— SOURCE DOCUMENT —
2011 Ford Transit Connect

2011 Ford Transit Connect

Ford Transit featured

What’s with this business of getting sensible? Doesn’t everybody know that the only way to haul stuff is in a monster pickup truck, or at least in a cavernous van?

It’s the American way. But it’s being challenged by none other than the quintessential native son, the Ford Motor Co., purveyor of ponderous pickups.

The instrument is the Ford Transit Connect cargo van, designed in Europe and built in Turkey. It’s the answer to a question a lot of people likely have asked, with nobody answering until now.

[![Ford Transit exterior](http://buyersguide.carsoup.com/wp-content/uploads/2011/09/Ford-Transit-exterior1.png "Ford Transit exterior")](http://buyersguide.carsoup.com/wp-content/uploads/2011/09/Ford-Transit-exterior1.png)That means the Transit Connect can easily be set up to support an electrician, carpenter, painter, plumber or handyman, or as a delivery vehicle for flowers, bakery, wine, milk or whatever.
The question: Why are we Yankees limited to big, fuel hungry vehicles to haul tchotchkes and tools, and to deliver packages and plumbing materials?

Travel to Europe and any number of foreign countries, and you will be lucky to see anything resembling the full-size American pickup truck or cargo van. Tradesmen and businesses are most likely to be trundling around in small Citroen or Renault vans similar to the modestly-sized US panel trucks of yore.

There are a few such vehicles in the U.S., notably the panel truck version of the Chevrolet HHR. But it’s essentially a conversion of the HHR station wagon and is going away in 2011.

The Ford Transit Connect, on the other hand, is a purpose-built vehicle that can be ordered as a dedicated hauler with no cargo-area side or rear windows—as was the test truck reviewed here—or with rear only or rear and side windows.

As a cargo van, it can be outfitted any number of ways, either professionally or by the do-it-yourself tradesman. It offers 135 cubic feet of space, accessible through twin side-hinged doors in the back and sliding minivan-style doors on the sides. (For an extra $190, the rear doors can be equipped with articulated hinges so they can swing entirely out of the way).

That means the Transit Connect can easily be set up to support an electrician, carpenter, painter, plumber or handyman, or as a delivery vehicle for flowers, bakery, wine, milk or whatever.

Moreover, Ford did its homework and offers options to make the chores easier. For $1,395, you can order an in-dash computer, which works off a wireless keyboard that you stow in a pocket in the driver’s door. With it, you can communicate with the home office, check inventories, do invoices and surf the web while away from headquarters.

Another nifty option on the test vehicle was the $1,220 computerized tool link. It can keep track of as many as 50 tagged tools, so the worker manning the truck can find out instantly whether the tools needed for the job are actually in the van. It saves setup time.

The Transit Connect also can operate as Big Brother Watching You. With so-called crew chief telematics, the boss back at the office can follow the vehicle’s location and speed, and even track the amount of idle time.

Perhaps the most important aspect of the Transit Connect, however, is what it costs to buy and operate. The tested XLT cargo van had a base price of $22,995. With the aforementioned tool link and on-board computer, along with a few other options, it checked in with a bottom-line sticker price of $25,520. That’s about half of the cost of some full-size V8 pickup trucks.

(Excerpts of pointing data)
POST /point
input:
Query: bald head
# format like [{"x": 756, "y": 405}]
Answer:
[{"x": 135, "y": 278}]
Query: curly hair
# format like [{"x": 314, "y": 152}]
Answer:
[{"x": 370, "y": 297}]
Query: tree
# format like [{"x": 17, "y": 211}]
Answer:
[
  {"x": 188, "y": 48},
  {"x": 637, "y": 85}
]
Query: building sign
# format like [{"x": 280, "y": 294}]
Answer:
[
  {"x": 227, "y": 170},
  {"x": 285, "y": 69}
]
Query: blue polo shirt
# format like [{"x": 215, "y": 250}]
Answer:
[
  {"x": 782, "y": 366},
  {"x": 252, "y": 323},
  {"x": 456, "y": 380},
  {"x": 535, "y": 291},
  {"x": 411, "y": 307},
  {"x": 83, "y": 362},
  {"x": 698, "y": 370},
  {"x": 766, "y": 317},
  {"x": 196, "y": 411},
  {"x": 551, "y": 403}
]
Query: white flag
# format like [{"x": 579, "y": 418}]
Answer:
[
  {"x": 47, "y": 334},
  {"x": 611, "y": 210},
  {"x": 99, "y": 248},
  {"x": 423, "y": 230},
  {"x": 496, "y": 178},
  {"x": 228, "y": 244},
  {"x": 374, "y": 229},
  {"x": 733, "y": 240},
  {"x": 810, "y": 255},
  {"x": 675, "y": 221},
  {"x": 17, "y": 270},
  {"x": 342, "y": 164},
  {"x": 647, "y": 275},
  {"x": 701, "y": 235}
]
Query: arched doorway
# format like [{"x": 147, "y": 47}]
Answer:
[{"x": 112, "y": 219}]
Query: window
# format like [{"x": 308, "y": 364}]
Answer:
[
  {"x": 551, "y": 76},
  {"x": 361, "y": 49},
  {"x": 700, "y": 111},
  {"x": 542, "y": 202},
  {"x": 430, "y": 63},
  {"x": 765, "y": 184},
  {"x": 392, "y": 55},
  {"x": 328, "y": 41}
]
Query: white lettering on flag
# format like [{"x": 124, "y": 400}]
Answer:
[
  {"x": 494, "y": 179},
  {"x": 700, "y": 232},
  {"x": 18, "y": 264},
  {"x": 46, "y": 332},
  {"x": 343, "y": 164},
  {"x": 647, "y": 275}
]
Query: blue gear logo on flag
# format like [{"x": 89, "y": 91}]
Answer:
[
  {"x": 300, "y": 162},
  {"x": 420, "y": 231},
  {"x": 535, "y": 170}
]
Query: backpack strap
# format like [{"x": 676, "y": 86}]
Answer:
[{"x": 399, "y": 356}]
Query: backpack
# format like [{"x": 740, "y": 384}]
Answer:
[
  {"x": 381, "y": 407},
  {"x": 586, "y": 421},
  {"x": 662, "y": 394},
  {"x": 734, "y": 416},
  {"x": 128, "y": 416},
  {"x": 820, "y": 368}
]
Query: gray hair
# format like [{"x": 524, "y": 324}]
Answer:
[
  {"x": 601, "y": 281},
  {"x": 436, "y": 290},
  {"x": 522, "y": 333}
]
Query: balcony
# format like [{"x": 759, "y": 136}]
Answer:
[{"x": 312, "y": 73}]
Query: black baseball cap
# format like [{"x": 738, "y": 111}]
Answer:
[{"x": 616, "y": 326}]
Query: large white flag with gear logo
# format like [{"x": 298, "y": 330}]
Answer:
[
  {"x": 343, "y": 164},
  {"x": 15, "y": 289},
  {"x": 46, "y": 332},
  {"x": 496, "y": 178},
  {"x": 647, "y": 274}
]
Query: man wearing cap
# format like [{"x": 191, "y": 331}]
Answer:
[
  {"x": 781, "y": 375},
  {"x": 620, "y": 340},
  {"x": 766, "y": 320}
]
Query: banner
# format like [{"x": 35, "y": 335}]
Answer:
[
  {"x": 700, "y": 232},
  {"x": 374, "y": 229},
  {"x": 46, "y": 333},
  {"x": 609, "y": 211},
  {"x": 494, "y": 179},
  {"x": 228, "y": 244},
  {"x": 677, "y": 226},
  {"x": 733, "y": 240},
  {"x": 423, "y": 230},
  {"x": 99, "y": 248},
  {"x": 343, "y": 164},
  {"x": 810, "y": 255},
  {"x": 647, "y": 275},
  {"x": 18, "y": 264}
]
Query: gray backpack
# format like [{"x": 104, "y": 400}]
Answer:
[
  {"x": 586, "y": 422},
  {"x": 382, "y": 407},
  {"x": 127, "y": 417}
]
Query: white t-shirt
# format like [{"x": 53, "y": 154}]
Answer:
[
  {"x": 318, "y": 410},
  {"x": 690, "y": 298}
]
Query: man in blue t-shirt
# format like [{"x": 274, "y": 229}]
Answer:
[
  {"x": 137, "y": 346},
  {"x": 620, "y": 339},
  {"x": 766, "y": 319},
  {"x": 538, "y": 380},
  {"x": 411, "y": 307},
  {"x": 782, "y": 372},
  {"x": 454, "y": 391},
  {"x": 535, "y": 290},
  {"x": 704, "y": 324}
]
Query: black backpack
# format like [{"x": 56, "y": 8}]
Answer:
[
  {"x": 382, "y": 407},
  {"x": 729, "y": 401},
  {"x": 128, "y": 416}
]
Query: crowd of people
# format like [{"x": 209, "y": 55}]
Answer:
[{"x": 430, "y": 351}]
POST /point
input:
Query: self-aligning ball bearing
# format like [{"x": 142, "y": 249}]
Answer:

— PROBLEM 1 —
Based on the Transit Connect review, state whether each statement agrees with the text. Answer yes or no and quote the words that decide it. (a) The Transit Connect was designed in Europe and built in Turkey. (b) The computerized tool link can track up to 100 tagged tools. (c) The tested XLT cargo van had a base price of $25,520.
— PROBLEM 2 —
According to the Transit Connect review, what does the in-dash computer option cost?
— PROBLEM 3 —
List every trade that the Transit Connect review says the van can easily be set up to support.

— FINAL ANSWER 1 —
(a) Yes: "designed in Europe and built in Turkey."
(b) No: "It can keep track of as many as 50 tagged tools"
(c) No: "The tested XLT cargo van had a base price of $22,995."

— FINAL ANSWER 2 —
$1,395.

— FINAL ANSWER 3 —
Electrician, carpenter, painter, plumber, handyman.